> [PROVIDED INFORMATION]
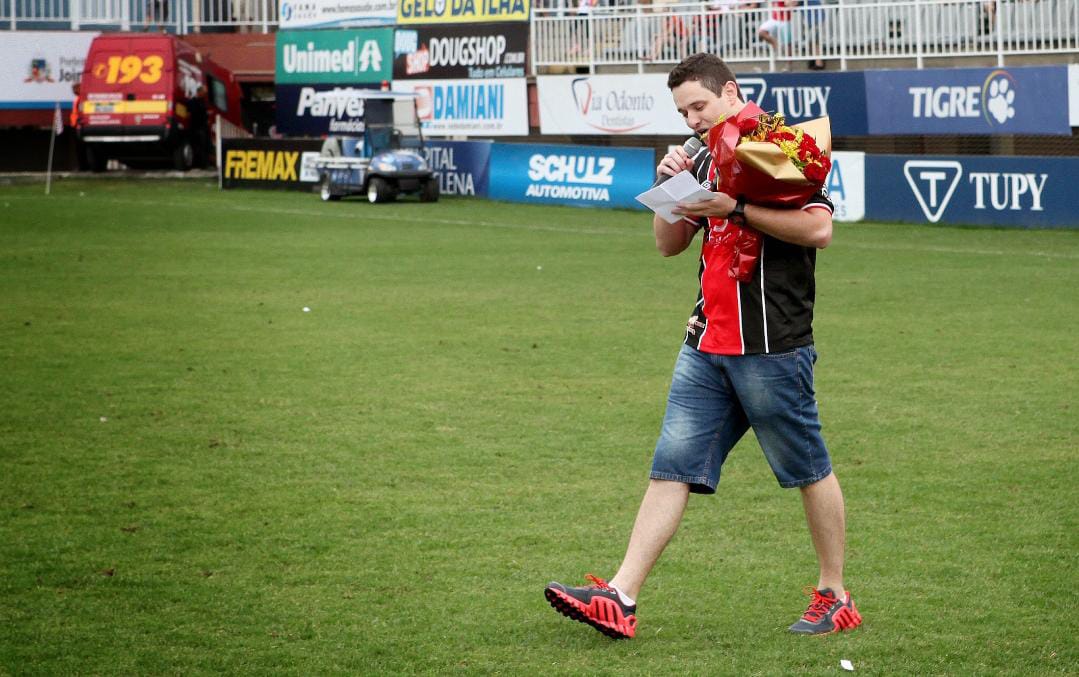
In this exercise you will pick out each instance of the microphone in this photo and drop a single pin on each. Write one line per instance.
(692, 147)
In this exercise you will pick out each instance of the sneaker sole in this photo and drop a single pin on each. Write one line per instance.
(615, 625)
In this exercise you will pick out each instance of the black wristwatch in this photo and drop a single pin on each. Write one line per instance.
(737, 216)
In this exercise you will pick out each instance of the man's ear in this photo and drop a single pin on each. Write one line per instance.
(731, 93)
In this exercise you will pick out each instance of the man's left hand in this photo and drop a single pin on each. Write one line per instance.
(718, 206)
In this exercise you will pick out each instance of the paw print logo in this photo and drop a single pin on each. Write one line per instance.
(999, 97)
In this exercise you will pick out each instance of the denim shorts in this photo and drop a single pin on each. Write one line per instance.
(715, 398)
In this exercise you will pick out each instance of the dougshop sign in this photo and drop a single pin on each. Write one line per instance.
(335, 13)
(359, 56)
(461, 11)
(319, 109)
(269, 163)
(1022, 192)
(462, 167)
(575, 175)
(496, 107)
(461, 51)
(1030, 99)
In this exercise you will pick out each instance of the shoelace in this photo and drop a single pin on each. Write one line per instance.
(818, 607)
(598, 582)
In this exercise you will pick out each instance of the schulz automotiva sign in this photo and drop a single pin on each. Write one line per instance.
(355, 56)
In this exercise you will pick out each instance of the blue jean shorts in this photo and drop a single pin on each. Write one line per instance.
(715, 398)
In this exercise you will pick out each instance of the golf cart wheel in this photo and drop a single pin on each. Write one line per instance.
(183, 156)
(326, 191)
(429, 191)
(380, 190)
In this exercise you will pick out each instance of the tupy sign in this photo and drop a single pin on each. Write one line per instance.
(998, 191)
(335, 56)
(574, 175)
(461, 51)
(969, 100)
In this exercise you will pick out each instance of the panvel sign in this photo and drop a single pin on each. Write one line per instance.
(336, 13)
(641, 104)
(1030, 99)
(461, 11)
(269, 163)
(461, 51)
(319, 109)
(462, 167)
(575, 175)
(496, 107)
(1022, 192)
(41, 67)
(335, 56)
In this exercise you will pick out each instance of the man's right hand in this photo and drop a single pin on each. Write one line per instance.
(673, 162)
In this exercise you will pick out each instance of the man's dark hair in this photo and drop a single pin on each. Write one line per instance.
(711, 71)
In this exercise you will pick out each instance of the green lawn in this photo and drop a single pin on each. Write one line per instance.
(200, 477)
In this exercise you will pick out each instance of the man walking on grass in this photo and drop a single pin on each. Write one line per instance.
(746, 362)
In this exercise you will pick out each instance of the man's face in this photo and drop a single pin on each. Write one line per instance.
(700, 107)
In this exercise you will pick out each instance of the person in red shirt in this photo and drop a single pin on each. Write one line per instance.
(746, 362)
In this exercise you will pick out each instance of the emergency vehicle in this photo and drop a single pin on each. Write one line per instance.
(150, 98)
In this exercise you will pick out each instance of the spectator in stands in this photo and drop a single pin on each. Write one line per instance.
(814, 18)
(777, 29)
(672, 31)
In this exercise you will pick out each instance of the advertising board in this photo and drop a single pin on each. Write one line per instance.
(461, 11)
(269, 163)
(354, 56)
(574, 175)
(641, 104)
(336, 13)
(462, 167)
(483, 107)
(40, 67)
(461, 51)
(1028, 99)
(319, 109)
(1023, 192)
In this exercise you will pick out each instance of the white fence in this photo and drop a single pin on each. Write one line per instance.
(172, 15)
(846, 29)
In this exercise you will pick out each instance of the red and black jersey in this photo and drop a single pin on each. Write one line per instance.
(772, 312)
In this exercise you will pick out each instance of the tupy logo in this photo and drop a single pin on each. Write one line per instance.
(614, 110)
(995, 99)
(932, 181)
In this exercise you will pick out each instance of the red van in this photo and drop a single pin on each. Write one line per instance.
(150, 98)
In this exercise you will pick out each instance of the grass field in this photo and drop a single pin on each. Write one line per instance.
(197, 476)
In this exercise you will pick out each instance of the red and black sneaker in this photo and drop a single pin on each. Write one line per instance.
(597, 605)
(828, 613)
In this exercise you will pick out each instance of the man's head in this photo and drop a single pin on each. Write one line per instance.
(705, 89)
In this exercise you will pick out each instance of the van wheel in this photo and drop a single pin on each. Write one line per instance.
(183, 156)
(429, 190)
(96, 161)
(380, 190)
(326, 191)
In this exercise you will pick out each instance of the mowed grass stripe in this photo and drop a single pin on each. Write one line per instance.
(385, 484)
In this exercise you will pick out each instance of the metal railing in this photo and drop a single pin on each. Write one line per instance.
(837, 31)
(176, 16)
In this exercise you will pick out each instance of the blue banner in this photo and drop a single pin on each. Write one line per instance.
(1023, 192)
(319, 109)
(574, 175)
(462, 167)
(1032, 99)
(806, 96)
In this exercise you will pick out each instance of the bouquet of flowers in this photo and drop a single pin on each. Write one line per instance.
(761, 159)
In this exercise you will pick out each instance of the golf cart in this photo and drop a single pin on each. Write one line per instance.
(384, 162)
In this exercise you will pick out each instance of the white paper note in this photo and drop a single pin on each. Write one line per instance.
(682, 187)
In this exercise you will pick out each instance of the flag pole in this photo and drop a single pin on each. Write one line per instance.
(52, 145)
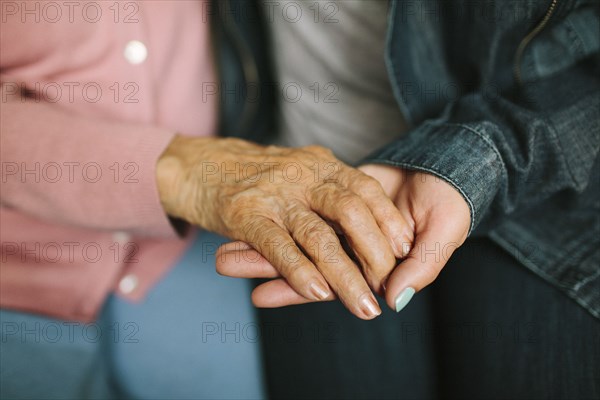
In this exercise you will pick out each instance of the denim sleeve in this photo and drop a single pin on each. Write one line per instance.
(503, 153)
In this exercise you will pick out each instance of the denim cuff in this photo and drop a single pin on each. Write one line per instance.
(460, 154)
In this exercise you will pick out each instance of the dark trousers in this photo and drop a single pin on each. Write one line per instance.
(487, 328)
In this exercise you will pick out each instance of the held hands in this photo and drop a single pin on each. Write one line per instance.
(438, 218)
(283, 206)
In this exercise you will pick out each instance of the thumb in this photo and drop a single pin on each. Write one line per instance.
(431, 250)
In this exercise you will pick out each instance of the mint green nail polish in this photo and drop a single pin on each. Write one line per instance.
(403, 298)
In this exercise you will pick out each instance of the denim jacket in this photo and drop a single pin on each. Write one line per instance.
(503, 99)
(504, 102)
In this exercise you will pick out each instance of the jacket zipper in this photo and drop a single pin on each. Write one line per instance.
(530, 36)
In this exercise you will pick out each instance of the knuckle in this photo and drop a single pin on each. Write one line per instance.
(316, 232)
(349, 206)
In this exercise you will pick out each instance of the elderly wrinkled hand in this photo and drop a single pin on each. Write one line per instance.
(437, 214)
(286, 204)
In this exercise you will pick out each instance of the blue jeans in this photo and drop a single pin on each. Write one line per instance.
(194, 336)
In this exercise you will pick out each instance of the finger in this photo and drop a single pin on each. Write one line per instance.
(396, 228)
(244, 263)
(236, 245)
(432, 249)
(278, 293)
(362, 232)
(276, 245)
(320, 243)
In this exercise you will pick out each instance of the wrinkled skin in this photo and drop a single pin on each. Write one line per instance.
(283, 207)
(436, 213)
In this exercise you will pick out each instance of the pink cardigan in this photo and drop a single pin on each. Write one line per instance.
(107, 86)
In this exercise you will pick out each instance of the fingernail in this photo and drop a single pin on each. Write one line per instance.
(319, 291)
(369, 305)
(403, 298)
(405, 246)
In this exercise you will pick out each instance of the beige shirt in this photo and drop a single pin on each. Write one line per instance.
(333, 83)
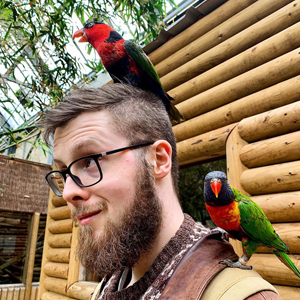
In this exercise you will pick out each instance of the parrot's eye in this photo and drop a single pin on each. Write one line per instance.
(89, 25)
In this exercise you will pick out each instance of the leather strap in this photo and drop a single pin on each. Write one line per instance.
(198, 267)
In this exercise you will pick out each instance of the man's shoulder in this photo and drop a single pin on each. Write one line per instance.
(233, 283)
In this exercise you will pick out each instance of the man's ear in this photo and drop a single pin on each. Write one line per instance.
(162, 155)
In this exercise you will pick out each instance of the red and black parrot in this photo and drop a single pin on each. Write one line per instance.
(243, 220)
(126, 62)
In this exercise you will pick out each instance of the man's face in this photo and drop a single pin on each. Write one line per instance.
(92, 133)
(120, 217)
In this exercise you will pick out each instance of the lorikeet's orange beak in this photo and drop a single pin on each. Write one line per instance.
(80, 33)
(216, 187)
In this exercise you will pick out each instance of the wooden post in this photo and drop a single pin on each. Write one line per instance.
(33, 240)
(235, 168)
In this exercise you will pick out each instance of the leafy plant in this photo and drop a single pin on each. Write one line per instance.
(34, 39)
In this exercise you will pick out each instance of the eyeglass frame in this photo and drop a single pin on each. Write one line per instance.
(95, 157)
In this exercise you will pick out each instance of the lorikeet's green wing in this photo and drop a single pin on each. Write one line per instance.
(255, 223)
(142, 60)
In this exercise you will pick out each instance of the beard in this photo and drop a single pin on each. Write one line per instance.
(125, 241)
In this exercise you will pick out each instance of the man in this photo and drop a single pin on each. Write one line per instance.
(115, 153)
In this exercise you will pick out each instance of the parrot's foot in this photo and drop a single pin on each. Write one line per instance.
(236, 264)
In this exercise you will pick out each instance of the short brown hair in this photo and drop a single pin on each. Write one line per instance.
(137, 114)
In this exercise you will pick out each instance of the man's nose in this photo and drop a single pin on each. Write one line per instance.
(73, 193)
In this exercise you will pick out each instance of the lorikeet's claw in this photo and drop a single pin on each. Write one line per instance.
(236, 264)
(224, 234)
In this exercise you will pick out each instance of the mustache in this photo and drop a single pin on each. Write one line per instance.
(85, 209)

> [TASK] Quote exactly what appears from the line containing "the parrot's foot" through the final line of the listing above, including both of those lines.

> [RESPONSE]
In this exercise you will pick out each instance of the parrot's foot in this photo and drop a single pin on each. Write one line per instance.
(236, 264)
In this exercise you will pick out each instance of the short brown hair in this photo and drop a single pin on each. Write one line per instance.
(137, 114)
In this exercise you will pick out each instance of the man's nose in this photo and drop a single pin on each. Write one line per instance.
(73, 193)
In this exercise you will pick out each instance of the lorikeet's claw in this photo and drop a single pin on each. Write one line per instance.
(236, 264)
(224, 234)
In this exercise you will pick out each instance of the mustache in this photo and drop a single pin on each. Write one line per instance.
(85, 209)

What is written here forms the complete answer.